##### Selected extract #####

# From Delta Lake to Amazon SageMaker

[Delta Lake](https://delta.io/) is a common open-source framework used for storing data in Lakehouse architectures.

In this sample we demonstrate how to integrate Delta Tables with Amazon SageMaker for performing data exploration, ingestion, processing, training, and hosting for Machine Learning.

---

## 1 - Data Exploration and Visualization

***Use Kernel "Data Science 3.0 (Python 3)" for running this notebook***

In this notebook, we will perform some Exploratory Data Analysis (EDA) over our Delta Tables.

In [2]:
import sagemaker
sagemaker.__version__

'2.130.0'

In [3]:
import numpy as np
import pandas as pd
import boto3

In [4]:
# S3 bucket for saving processing job outputs
sm_session = sagemaker.Session()
bucket = sm_session.default_bucket()
region = sm_session.boto_region_name

sm_client = boto3.client('sagemaker')
iam_role = sagemaker.get_execution_role()

print('Default bucket: '+bucket)

Default bucket: sagemaker-eu-west-1-889960878219


In [5]:
# Import pyspark and build Spark session
from pyspark import SparkContext, SparkConf
from pyspark.sql import SparkSession, SQLContext

In [6]:
# Build list of packages entries using Maven coordinates (groupId:artifactId:version)
pkg_list = []
pkg_list.append("io.delta:delta-core_2.12:1.1.0")

##### Data entries #####

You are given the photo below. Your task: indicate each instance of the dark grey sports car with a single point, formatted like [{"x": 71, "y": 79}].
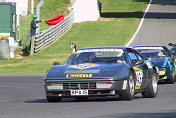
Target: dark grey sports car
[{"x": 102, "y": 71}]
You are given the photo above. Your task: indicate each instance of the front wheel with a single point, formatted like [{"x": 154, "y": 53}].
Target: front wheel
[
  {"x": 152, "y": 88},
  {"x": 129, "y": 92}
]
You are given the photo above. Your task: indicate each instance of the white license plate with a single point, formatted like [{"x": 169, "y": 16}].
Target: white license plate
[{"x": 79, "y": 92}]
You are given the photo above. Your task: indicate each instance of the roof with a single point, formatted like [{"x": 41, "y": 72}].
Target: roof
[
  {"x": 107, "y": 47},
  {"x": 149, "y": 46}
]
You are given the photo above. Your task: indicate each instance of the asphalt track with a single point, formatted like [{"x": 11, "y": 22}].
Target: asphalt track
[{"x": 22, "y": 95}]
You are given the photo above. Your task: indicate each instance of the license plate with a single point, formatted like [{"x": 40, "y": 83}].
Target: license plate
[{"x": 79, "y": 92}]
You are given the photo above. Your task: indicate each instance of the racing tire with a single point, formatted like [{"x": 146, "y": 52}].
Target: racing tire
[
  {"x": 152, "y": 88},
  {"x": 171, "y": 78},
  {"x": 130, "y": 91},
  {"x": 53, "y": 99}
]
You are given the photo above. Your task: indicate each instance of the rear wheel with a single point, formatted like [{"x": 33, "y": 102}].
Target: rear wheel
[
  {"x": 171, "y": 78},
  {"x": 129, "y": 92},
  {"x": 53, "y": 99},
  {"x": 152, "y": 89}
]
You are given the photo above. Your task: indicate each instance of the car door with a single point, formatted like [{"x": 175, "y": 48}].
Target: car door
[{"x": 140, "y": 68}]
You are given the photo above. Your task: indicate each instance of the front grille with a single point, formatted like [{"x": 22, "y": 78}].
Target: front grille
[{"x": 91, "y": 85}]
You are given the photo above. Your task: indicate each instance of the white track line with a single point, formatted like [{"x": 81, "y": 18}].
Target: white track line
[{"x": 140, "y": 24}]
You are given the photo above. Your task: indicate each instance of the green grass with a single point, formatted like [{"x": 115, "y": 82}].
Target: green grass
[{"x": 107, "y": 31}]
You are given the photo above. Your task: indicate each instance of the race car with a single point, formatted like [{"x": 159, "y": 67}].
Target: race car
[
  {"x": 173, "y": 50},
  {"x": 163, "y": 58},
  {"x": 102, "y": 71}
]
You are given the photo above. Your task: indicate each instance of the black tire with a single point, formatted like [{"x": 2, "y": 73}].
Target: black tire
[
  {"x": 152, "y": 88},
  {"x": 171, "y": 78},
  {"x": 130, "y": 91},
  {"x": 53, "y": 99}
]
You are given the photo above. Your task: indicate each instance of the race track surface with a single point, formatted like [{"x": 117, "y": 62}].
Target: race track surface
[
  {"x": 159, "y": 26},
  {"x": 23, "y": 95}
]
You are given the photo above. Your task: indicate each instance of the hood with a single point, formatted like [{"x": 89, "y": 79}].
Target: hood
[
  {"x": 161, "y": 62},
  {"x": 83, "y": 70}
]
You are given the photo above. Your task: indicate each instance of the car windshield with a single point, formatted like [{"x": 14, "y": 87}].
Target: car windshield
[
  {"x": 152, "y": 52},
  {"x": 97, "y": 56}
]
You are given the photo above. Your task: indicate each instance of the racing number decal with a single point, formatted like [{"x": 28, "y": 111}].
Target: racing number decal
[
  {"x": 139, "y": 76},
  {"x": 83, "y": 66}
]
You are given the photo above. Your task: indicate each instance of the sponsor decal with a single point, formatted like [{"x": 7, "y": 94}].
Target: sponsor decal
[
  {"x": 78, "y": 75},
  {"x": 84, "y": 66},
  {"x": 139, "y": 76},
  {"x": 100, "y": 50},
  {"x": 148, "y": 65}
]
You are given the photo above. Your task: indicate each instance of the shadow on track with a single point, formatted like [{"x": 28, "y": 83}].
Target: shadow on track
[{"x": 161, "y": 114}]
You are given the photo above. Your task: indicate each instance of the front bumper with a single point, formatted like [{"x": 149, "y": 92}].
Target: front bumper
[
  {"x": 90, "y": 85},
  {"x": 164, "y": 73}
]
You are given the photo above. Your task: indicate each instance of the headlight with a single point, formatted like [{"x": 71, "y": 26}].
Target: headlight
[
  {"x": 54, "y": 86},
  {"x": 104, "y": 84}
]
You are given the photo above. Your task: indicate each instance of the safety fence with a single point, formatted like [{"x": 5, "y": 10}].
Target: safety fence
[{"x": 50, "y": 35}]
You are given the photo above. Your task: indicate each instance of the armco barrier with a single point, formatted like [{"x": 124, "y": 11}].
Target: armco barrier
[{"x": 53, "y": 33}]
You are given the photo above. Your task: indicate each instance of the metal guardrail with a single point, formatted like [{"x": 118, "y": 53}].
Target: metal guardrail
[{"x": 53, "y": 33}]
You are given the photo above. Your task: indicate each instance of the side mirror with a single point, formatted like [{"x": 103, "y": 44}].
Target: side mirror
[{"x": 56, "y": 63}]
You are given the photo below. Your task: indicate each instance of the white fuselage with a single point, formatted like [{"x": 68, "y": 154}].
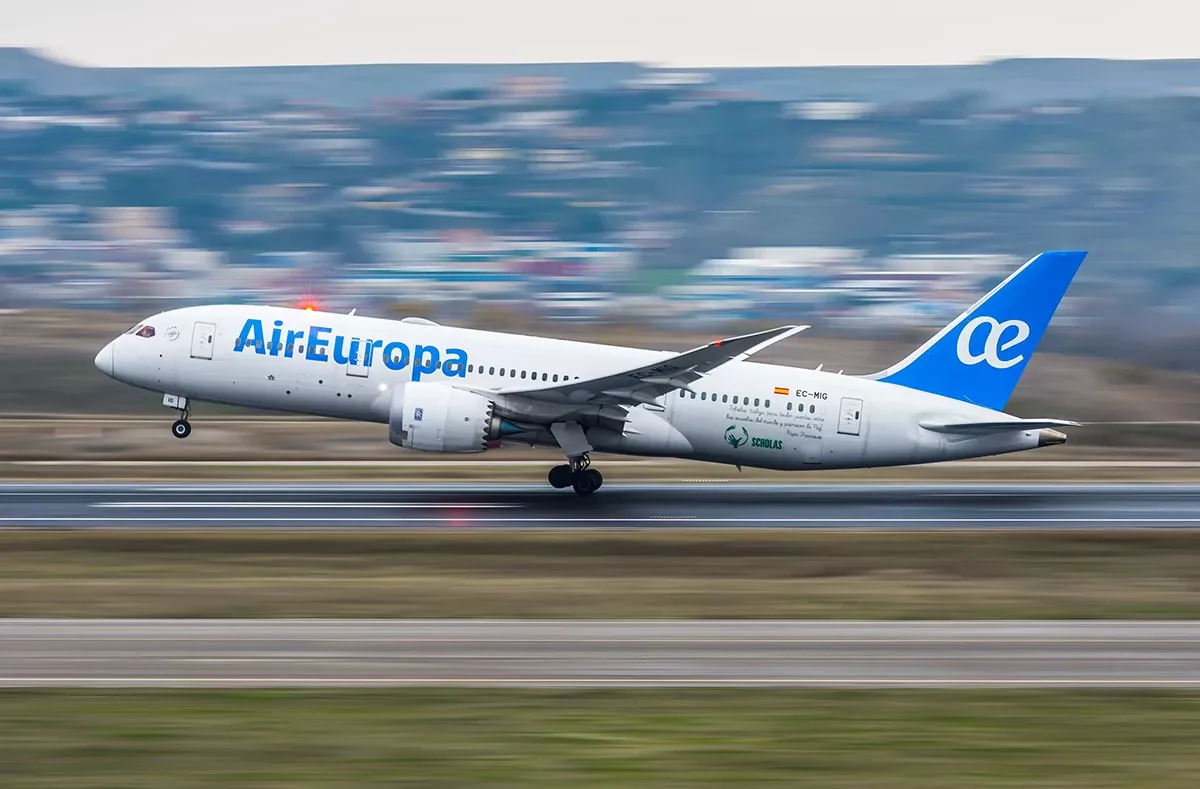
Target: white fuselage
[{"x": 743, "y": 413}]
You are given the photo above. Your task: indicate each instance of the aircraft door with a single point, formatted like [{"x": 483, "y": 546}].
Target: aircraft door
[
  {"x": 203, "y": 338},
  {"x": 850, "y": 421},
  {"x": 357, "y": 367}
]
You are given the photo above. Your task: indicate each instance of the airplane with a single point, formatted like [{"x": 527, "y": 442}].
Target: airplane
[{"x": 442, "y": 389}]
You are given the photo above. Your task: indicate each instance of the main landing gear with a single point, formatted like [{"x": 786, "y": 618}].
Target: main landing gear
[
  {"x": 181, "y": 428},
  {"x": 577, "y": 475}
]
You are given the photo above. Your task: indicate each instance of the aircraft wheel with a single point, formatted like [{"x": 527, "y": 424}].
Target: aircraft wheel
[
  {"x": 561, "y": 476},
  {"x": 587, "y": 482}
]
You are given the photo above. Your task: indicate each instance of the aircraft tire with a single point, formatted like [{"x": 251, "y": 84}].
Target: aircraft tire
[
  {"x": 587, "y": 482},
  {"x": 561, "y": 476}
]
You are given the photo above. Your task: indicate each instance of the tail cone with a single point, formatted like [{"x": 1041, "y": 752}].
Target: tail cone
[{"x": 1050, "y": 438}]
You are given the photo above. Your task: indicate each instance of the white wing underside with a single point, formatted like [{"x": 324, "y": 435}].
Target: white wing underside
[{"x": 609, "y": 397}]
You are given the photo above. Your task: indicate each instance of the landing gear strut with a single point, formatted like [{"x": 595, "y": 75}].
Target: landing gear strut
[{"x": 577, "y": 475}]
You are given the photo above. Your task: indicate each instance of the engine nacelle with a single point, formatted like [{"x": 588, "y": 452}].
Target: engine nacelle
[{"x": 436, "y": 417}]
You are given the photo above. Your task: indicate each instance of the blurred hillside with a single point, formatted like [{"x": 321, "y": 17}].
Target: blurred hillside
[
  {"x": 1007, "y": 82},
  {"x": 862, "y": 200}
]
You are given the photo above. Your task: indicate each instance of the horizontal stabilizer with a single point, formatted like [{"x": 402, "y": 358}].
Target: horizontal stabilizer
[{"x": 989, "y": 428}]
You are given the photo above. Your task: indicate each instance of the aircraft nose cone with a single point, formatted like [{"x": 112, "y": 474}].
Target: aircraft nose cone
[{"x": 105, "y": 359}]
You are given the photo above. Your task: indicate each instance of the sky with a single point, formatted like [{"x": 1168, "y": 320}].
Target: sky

#####

Exercises:
1) Copy the listing verbatim, starting at the line containing "the white wing" and running through the final line of the listing, with both ends included.
2) Write the next part of the notebook on moving Delta Lake data into Amazon SageMaker, picking up right after its last line.

Expected outputs:
1)
You are given the photo above. Your task: indicate each instance of the white wing underside with a single point, formatted like [{"x": 324, "y": 435}].
Target: white wing underside
[{"x": 609, "y": 397}]
You are given the photo above. Your task: indicate each instance of the landing gear strut with a single point, formatted like [{"x": 595, "y": 75}].
Target: landing gear strut
[{"x": 577, "y": 475}]
You are given the photo above. Your task: indicate each instance of the engine nacelle with a single point, formatted like [{"x": 588, "y": 452}].
Target: engine nacelle
[{"x": 436, "y": 417}]
You are given the photo above. Your task: indicate each instance of the blurred hillside with a single point, formatted like [{"x": 321, "y": 17}].
Target: blurred hillside
[
  {"x": 1007, "y": 82},
  {"x": 862, "y": 200}
]
You are given the photo above. Your task: indicate each instance of the horizontal stabilizer with a single point, formatted like [{"x": 402, "y": 358}].
Target: horizontal stabilizer
[{"x": 989, "y": 428}]
You are given the photo above. Your task: indicate each instance of the aircraft nose cone with a single point, formatted like [{"x": 112, "y": 474}].
Target: aircraft nose cone
[{"x": 105, "y": 359}]
You are given the photo above. Your task: indicate each instance of the sky with a single point, formatted like [{"x": 1168, "y": 320}].
Target: sky

2)
pkg_list.append("org.apache.hadoop:hadoop-aws:3.2.2")

packages=(",".join(pkg_list))
print('packages: '+packages)

packages: io.delta:delta-core_2.12:1.1.0,org.apache.hadoop:hadoop-aws:3.2.2


In [7]:
# Instantiate Spark via builder
# Note: we use the `ContainerCredentialsProvider` to give us access to underlying IAM role permissions

spark = (SparkSession
    .builder
    .appName("PySparkApp") 
    .config("spark.jars.packages", packages) 
    .config("spark.sql.extensions", "io.delta.sql.DeltaSparkSessionExtension") 
    .config("spark.sql.catalog.spark_catalog", "org.apache.spark.sql.delta.catalog.DeltaCatalog") 
    .config("fs.s3a.aws.credentials.provider",'com.amazonaws.auth.ContainerCredentialsProvider') 
    .getOrCreate())

sc = spark.sparkContext

print('Spark version: '+str(sc.version))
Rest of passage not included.